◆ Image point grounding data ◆
______________________________

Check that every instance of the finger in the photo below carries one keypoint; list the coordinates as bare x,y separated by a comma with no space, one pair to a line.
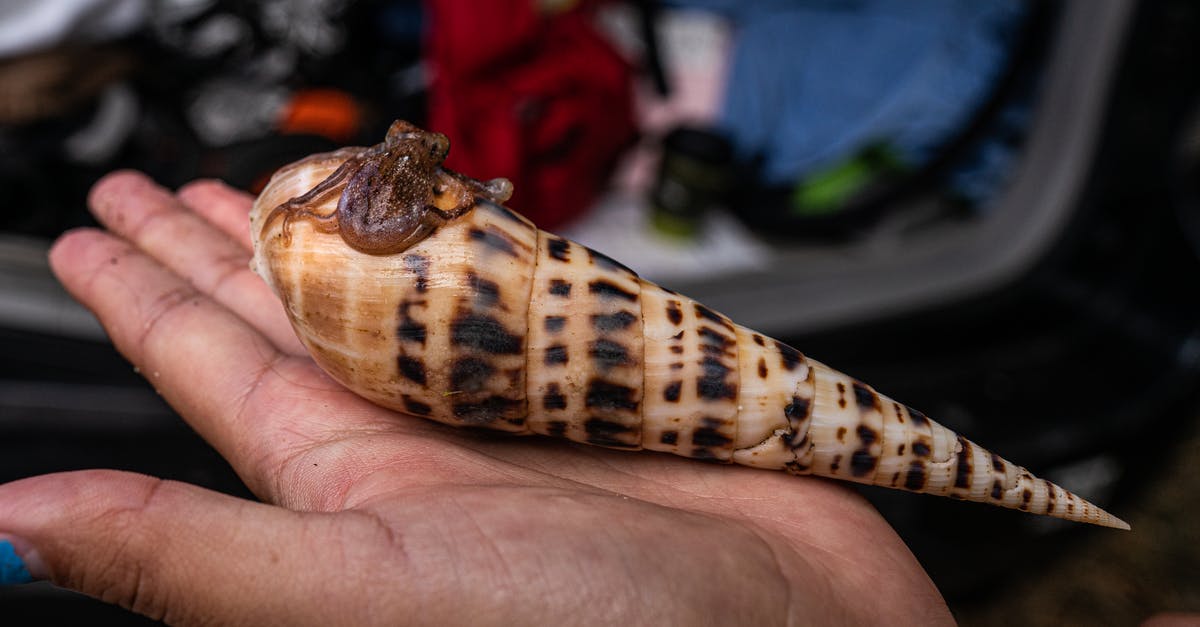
185,555
135,208
227,208
205,360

______________________________

◆ What needs to be done ◆
For each entry, repeat its text exactly and leave out any picture it holds.

◆ Final answer ◆
Check that every instance of the finger in the photo below carries one keypoint; list the coordinates as bare x,y separated by a comma with no space, one pair to a line.
185,555
135,208
227,208
205,360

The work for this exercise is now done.